# WORK INSTRUCTION
You are to retype all of the data exactly as it appears.

# EXERCISE DATA
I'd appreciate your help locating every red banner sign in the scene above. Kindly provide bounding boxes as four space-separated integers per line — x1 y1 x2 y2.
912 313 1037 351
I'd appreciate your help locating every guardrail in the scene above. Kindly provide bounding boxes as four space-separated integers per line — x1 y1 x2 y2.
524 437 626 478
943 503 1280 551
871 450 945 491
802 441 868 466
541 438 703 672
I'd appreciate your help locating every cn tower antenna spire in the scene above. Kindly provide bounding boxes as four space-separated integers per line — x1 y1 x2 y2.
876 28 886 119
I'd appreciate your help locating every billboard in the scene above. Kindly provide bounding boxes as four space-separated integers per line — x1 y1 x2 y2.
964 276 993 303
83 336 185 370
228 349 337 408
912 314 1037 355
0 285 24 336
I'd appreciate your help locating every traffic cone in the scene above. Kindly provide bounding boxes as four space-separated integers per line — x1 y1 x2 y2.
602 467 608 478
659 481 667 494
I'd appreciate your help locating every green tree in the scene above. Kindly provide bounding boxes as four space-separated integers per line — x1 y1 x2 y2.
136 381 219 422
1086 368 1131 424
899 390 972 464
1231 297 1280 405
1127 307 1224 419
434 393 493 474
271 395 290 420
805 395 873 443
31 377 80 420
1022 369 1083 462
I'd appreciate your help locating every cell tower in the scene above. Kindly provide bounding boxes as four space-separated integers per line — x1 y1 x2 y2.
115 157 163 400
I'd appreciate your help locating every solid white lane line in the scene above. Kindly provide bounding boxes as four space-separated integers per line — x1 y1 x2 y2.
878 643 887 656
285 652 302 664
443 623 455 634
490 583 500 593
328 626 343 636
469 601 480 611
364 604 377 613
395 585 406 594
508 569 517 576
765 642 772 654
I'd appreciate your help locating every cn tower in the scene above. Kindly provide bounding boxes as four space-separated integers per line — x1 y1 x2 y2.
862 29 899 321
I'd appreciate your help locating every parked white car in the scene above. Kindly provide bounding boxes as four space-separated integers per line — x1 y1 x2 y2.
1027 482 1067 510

# WRITTEN RESPONSE
I'd appreciate your help locating every red banner sign in the scene above. Kindly provide bounding boxes as four space-separated integers per line — x1 y1 x2 y2.
912 313 1037 351
I'd appreciate your help locating every guardrail in the scene above. Kindly provide bounding boxes as four space-separated integers per line — x1 y1 x2 y2.
524 437 626 478
943 503 1280 551
871 450 945 491
802 441 868 466
541 438 703 672
I'd appreciate your help locating every cn tower antenna spire in the scene above. Kindly provide bounding boxes as four space-separated integers per line — x1 y1 x2 y2.
876 28 886 119
I'd appreciate your help locating every billboard in the scene above. Kindly provide bounding boxes as four space-separated integers per line — x1 y1 x2 y2.
964 276 993 303
83 336 185 370
228 349 337 408
912 314 1037 355
0 285 24 336
I'd appreciate your help locating every traffic cone in the scene above. Kindly provide bounding boxes as four space-separated integers per line — x1 y1 x2 y2.
602 467 608 478
659 481 667 494
I'd appreciate your help locating every green tree in the scene above. Kindly provide bounding boxes as four space-separated integers per line — x1 y1 x2 y2.
136 381 219 422
1086 368 1131 424
899 390 972 464
1231 297 1280 405
1127 307 1224 419
434 393 493 474
271 395 290 420
805 395 873 443
31 377 80 420
1022 369 1083 462
I'd appreciate your help locating every cell tower in the scene above. Kindly provide bounding boxes as four space-separated integers per line — x1 y1 x2 y2.
115 157 163 400
I'd appreciate your help locating every solid white lane line in the scene above. Kindly provide bounding boxes as four space-separated integers per line — x1 y1 x2 y2.
878 643 887 656
285 652 302 664
443 623 455 634
490 583 500 593
328 626 343 636
469 601 480 611
364 604 377 613
395 585 406 594
508 569 517 576
765 642 772 654
I'd appreciate your help locating every cn tower in the scene above. Kindly provide bounding boxes as four space-separated integers per line — x1 y1 x2 y2.
862 29 899 321
I'd appreciate your help locating every parked white car in the scene above. Kindly provide bounding boxes as four space-separated integers per line — x1 y1 x2 y2.
1027 482 1067 510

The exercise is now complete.